> **PROVIDED RECORDS**
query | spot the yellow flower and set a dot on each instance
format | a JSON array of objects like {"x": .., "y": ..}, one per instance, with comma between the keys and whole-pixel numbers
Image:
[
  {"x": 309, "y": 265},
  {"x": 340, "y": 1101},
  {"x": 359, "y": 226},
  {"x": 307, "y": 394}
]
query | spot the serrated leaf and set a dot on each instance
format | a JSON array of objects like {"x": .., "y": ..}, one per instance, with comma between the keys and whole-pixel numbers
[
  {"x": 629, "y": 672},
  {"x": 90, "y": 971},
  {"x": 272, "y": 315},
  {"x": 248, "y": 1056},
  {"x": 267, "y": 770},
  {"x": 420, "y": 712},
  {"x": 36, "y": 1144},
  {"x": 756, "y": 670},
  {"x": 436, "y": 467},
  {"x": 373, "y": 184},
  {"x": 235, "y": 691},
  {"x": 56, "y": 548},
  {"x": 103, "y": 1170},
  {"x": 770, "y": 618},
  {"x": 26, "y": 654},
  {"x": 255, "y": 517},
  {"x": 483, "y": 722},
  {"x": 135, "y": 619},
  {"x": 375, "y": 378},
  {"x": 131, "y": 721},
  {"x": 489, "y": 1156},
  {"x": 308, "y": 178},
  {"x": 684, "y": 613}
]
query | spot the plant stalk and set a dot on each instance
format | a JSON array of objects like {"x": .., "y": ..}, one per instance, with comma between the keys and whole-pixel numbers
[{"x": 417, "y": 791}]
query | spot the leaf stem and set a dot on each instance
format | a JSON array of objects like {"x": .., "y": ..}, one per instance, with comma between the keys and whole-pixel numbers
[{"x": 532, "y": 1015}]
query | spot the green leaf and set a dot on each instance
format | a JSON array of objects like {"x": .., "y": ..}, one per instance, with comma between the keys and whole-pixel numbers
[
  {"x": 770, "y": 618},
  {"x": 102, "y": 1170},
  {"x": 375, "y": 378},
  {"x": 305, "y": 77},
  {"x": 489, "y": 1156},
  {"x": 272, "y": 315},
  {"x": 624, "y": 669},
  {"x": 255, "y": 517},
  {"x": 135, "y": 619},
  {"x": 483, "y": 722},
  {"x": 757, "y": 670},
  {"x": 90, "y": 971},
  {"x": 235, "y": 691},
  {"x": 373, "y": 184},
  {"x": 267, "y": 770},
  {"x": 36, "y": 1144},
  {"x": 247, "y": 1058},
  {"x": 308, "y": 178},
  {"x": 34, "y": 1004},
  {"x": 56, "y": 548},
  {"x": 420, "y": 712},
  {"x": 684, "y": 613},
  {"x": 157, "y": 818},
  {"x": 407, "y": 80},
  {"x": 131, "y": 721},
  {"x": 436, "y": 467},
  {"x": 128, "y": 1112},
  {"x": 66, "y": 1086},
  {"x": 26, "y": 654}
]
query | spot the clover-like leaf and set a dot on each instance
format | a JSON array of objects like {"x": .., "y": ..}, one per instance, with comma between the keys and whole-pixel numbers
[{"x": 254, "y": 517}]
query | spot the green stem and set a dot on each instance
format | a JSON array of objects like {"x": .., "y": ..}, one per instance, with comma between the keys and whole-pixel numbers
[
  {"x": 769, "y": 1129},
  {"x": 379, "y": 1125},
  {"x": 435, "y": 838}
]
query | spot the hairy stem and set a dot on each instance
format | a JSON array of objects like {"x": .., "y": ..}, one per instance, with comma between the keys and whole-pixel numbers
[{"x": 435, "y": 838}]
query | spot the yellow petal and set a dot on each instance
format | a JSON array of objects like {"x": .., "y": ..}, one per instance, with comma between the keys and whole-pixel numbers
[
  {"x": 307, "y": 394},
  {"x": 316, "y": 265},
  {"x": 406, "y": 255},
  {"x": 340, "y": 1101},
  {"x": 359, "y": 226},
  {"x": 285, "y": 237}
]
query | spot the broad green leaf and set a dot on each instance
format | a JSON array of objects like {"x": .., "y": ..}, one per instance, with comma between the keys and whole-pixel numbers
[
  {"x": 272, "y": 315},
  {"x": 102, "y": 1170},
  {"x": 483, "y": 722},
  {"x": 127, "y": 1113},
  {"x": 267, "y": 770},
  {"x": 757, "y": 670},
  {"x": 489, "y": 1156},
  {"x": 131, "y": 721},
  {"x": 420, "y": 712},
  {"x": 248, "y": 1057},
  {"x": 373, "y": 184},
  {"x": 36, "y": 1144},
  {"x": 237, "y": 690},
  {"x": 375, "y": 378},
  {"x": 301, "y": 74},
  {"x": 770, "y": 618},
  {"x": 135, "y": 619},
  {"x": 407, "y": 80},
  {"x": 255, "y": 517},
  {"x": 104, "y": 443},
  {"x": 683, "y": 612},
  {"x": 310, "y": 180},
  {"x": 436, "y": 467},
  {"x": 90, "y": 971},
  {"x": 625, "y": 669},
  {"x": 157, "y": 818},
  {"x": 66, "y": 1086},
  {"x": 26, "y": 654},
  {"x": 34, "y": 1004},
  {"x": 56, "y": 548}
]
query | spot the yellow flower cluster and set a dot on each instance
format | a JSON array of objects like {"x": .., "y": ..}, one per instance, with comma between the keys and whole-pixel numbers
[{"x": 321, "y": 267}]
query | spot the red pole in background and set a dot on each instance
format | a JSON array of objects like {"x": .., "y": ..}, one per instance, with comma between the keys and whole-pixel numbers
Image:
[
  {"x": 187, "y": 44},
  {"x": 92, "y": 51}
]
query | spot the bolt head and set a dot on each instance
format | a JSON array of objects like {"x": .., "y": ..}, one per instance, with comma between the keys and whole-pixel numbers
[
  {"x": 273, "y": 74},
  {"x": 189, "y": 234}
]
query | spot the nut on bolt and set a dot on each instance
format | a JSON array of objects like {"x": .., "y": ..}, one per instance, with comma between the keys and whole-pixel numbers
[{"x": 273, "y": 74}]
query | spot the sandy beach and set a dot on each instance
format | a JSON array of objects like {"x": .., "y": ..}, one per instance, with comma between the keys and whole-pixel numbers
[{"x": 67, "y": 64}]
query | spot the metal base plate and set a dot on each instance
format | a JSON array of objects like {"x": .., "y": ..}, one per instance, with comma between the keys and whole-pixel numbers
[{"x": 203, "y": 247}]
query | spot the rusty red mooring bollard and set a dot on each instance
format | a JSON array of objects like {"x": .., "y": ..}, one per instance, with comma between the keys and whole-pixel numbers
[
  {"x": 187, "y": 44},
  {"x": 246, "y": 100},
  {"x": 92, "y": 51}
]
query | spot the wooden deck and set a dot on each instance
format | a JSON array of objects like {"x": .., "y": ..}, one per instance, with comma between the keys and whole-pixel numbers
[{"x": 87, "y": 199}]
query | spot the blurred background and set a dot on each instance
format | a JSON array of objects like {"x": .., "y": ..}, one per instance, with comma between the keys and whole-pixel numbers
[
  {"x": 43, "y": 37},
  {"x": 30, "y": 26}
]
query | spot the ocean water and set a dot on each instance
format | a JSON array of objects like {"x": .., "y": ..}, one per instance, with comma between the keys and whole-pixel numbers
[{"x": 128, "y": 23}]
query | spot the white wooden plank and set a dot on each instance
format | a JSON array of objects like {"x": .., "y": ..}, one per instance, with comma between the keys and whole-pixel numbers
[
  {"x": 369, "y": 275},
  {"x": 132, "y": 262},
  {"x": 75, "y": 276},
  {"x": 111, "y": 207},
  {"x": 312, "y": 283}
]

> **ABOUT THIS EXERCISE**
Work through the listing above, counting every line that has the string "flower" in it. Give only the final count.

> **EXERCISE RESPONSE**
2